→ Problem: Reproduce the listing below word for word, keeping every line in its original order.

→ Information shown:

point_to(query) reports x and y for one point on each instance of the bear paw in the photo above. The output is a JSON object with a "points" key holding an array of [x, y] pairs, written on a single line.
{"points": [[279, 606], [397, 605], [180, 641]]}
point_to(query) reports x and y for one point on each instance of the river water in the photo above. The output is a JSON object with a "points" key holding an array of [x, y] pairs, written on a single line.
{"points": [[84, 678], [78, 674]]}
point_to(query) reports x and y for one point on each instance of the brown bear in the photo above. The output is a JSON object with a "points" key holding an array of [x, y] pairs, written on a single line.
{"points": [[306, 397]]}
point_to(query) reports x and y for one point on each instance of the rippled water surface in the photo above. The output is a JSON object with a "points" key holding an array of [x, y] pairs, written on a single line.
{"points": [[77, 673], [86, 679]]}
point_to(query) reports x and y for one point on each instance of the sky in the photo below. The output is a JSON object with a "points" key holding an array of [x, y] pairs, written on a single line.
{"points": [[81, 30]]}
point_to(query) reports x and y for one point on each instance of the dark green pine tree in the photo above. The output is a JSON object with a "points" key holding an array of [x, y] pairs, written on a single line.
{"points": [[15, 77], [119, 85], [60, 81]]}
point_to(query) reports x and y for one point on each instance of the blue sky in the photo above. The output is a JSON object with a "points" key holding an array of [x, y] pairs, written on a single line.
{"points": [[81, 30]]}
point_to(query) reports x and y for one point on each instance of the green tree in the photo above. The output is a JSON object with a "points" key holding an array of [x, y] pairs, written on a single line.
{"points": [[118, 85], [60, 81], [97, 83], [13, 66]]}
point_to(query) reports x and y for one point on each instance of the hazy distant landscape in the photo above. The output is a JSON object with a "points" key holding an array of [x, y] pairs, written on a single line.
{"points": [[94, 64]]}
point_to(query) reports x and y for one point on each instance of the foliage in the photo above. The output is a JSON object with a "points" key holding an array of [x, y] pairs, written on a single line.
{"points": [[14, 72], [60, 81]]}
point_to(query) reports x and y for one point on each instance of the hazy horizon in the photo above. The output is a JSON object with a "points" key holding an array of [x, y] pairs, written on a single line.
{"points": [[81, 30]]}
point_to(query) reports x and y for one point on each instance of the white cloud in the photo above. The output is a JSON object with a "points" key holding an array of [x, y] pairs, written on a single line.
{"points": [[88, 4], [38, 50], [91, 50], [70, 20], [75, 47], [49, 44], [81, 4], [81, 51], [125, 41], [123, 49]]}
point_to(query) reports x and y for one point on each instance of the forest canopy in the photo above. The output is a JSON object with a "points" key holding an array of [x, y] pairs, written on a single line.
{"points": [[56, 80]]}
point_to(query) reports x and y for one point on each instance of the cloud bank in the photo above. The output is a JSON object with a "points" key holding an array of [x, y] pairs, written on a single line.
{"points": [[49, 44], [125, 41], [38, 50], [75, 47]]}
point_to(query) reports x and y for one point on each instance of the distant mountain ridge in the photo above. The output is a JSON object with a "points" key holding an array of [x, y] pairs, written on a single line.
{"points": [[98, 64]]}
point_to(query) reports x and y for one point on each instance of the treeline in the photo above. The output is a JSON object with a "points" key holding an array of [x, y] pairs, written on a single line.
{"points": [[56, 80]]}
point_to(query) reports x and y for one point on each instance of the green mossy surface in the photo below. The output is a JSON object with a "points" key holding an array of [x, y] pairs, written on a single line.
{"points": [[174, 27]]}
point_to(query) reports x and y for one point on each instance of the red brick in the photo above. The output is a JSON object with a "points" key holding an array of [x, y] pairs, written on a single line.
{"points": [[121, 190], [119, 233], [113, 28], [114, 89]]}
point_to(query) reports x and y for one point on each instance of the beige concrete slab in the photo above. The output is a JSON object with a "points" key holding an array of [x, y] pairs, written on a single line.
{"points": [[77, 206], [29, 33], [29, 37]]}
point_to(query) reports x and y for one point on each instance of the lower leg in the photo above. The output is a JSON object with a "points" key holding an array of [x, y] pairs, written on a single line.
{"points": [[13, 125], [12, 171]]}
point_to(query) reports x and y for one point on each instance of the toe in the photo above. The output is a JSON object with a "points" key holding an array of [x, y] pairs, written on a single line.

→ Complete output:
point_to(query) reports x and y for one point on each instance of the bear paw in the photo above. The output is a JSON object with a "points" key holding an array of [x, y] pairs, written on a single line.
{"points": [[279, 606], [397, 605], [180, 641]]}
point_to(query) reports x and y for one point on each instance of the river water in the photo above. The output is a JSON object with a "points" key holding an array of [x, y] pairs, written on a single line.
{"points": [[84, 678], [78, 674]]}
point_to(query) reports x and y for one point on each instance of the brown bear in the photo above. The output is a JSON object with a "points" key holding an array of [x, y] pairs, written on a single line.
{"points": [[306, 397]]}
point_to(query) reports x and y for one point on each instance of the rippled water surface in the photo above. The output is a JSON object with a "points" key holding an array of [x, y] pairs, written on a single line.
{"points": [[77, 673], [86, 679]]}
point_to(query) reports x and y for one point on each instance of the sky in the photo below. The output is a JSON object with a "points" key holding an array of [x, y] pairs, written on a single line.
{"points": [[81, 30]]}
point_to(query) reports x and y for one point on each instance of the dark green pine tree in the photo above. The output is a JSON object with a "points" key holding an array of [x, y] pairs, written on a single line.
{"points": [[15, 77], [119, 85], [60, 81]]}
point_to(query) reports x and y for one point on each instance of the blue sky in the photo above. The output is a JSON object with a "points" key holding an array of [x, y] pairs, written on a single line.
{"points": [[81, 30]]}
point_to(query) reports x and y for one point on each instance of the green tree in the photo above. The output is a JSON object with a "points" key holding an array of [x, y] pairs, written on a single line.
{"points": [[118, 85], [60, 81], [97, 83], [13, 66]]}
point_to(query) reports x and y for one point on each instance of the hazy distant landscape in the photo above. The output is a JSON object with a "points" key holding an array of [x, y] pairs, written on a single line.
{"points": [[94, 64]]}
point_to(query) reports x and y for one point on each instance of the foliage in the photo above. The output is a JSON object with a "points" key holding an array of [x, y] pairs, written on a single line.
{"points": [[14, 72], [60, 81]]}
point_to(query) reports x and y for one point on each instance of the hazy horizon in the photo above. The output is a JSON object with a "points" key holding an array of [x, y] pairs, written on a single line.
{"points": [[81, 30]]}
point_to(query) reports x and y for one point on each instance of the white cloud in the photo above. The output is a JSON object with a "points" key holding an array of [x, y] pairs, written on a single line.
{"points": [[88, 4], [38, 50], [91, 50], [70, 20], [75, 47], [49, 44], [81, 4], [81, 51], [125, 41], [123, 49]]}
point_to(query) reports x and y for one point on each instance of the forest canopy in the photo above. The output is a JSON object with a "points" key holding an array of [x, y] pairs, written on a single line.
{"points": [[56, 80]]}
point_to(query) reports x and y for one point on each instance of the cloud bank in the photo above. The output is a JSON object with a "points" key holding an array of [x, y] pairs, written on a single line.
{"points": [[49, 44], [125, 41], [38, 50], [75, 47]]}
point_to(query) reports x and y for one point on each instance of the distant mountain ridge in the photo above. The output is a JSON object with a "points" key holding an array of [x, y] pairs, written on a single line.
{"points": [[98, 64]]}
point_to(query) reports x and y for one point on each instance of the treeline in the photo above. The output is a JSON object with a "points" key holding an array of [x, y] pairs, written on a single line.
{"points": [[56, 80]]}
point_to(query) reports x and y for one point on each instance of the green mossy surface in the photo below. The output is a JSON object with a "points" key holding an array of [x, y] pairs, written on a single line.
{"points": [[174, 27]]}
point_to(query) reports x and y for one point on each instance of the red brick in the photo above. The output is a JSON object with a "points" key holding an array of [x, y] pairs, written on a single line.
{"points": [[121, 190], [119, 233], [113, 28], [114, 89]]}
point_to(query) reports x and y for one point on each instance of the beige concrete slab in the photo above. The output is a JSON object with a "points" key holding an array of [x, y] pairs, written on a single line.
{"points": [[77, 206], [29, 33], [29, 37]]}
point_to(query) reports x and y for one point on each instance of the lower leg in the photo above. The output is a JSON object with a "points" key holding an array of [x, y] pairs, written on a single line.
{"points": [[13, 125], [12, 171]]}
point_to(query) reports x and y for one point on each instance of the toe in the photo above. The output is a JSON object with a "points" key holding an array of [x, y] pairs, written on a single line.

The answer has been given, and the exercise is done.